■ **Texte fourni**:
Merci beaucoup pour les beaux mots. Vous voulez dire que nos aieux vont nous aider une flamme dans le future??
Depuis que j’habite à Montréal je vais visiter ma tante qui habite à Murcia, sud de l’Espagne, elle a 92 ans, je la visite parce que je veux absolument que mes enfants la connaisent. Aussi car quand je suis venue il y as 10 ans à Montréal, mon pere est decedé au même moment. Mon pere venait de Murcia, nous on as habité toujours à Madrid. Murcia apartient à mon enfance. ET ma tante était la meilleure amie de mon pere. En visitant ma tante chaque été je cherche peut-être mon enfance, mon pere perdu, la sagesse de ma tante, toujours joyeuse, croyante, genereuse, tolerante. Je cherche en elle la possibilité de la paix, le repos, les sourires. je ne sais pas. Ça soulage mes manques de famille ici, au Quebec. Mais, et si j’habiterais en Espagne? si je ne serais jamais partie? est ce que je visiterais ma tante chaque été?
Bonjour, effectivement, en nous rapprochant d’un aïeul, nous rencontrons la fonction qu’il porte au-delà de sa personnalité. Par exemple, lorsqu’il est difficile de s’ouvrir à une nouvelle situation, c’est à dire, lorsqu’une ancienne situation nous manque, on peut rechercher la grand-mère-paternelle (je ne peux pas expliquer ici pourquoi, ce serait un peu long). Or, une tante paternelle remplit une fonction analogue. On passe dans les deux cas par le père pour aller rencontrer la grand-mère-paternelle ou la tante. Ce sont des figures qui peuvent nous faire rencontrer, lorsque l’on se met en lien avec elles, la confiance que les circonstances sont en ordre comme elles sont: la confiance en la vie, la paix. Cela rend le passé léger et l’avenir ouvert. Cette quête de confiance est indépendantes des contingences de nos vies. Je ne sais pas si vous auriez visité votre tante de la même façon si vous n’étiez jamais partie loin de votre pays d’origine. Mais elle aurait pour vous eu tout autant d’importance. Ce sont nos quêtes profondes qui forment les circonstances et non les circonstances qui font les quêtes… Bien à vous.

■ **Extrait des données**:
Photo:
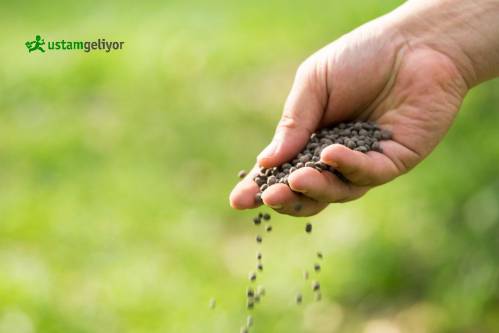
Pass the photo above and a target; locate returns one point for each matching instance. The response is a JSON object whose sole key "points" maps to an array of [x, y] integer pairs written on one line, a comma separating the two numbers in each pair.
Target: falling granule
{"points": [[257, 220], [299, 298], [258, 198], [249, 321]]}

■ **Travail demandé**:
- A) D'après le texte fourni, quel âge a la tante qui habite à Murcia ?
- B) Recopiez fidèlement le passage du texte fourni allant de « Depuis que j’habite » à « tante chaque été? ».

■ **Vos réponses**:
- A) Elle a 92 ans.

- B)
Depuis que j’habite à Montréal je vais visiter ma tante qui habite à Murcia, sud de l’Espagne, elle a 92 ans, je la visite parce que je veux absolument que mes enfants la connaisent. Aussi car quand je suis venue il y as 10 ans à Montréal, mon pere est decedé au même moment. Mon pere venait de Murcia, nous on as habité toujours à Madrid. Murcia apartient à mon enfance. ET ma tante était la meilleure amie de mon pere. En visitant ma tante chaque été je cherche peut-être mon enfance, mon pere perdu, la sagesse de ma tante, toujours joyeuse, croyante, genereuse, tolerante. Je cherche en elle la possibilité de la paix, le repos, les sourires. je ne sais pas. Ça soulage mes manques de famille ici, au Quebec. Mais, et si j’habiterais en Espagne? si je ne serais jamais partie? est ce que je visiterais ma tante chaque été?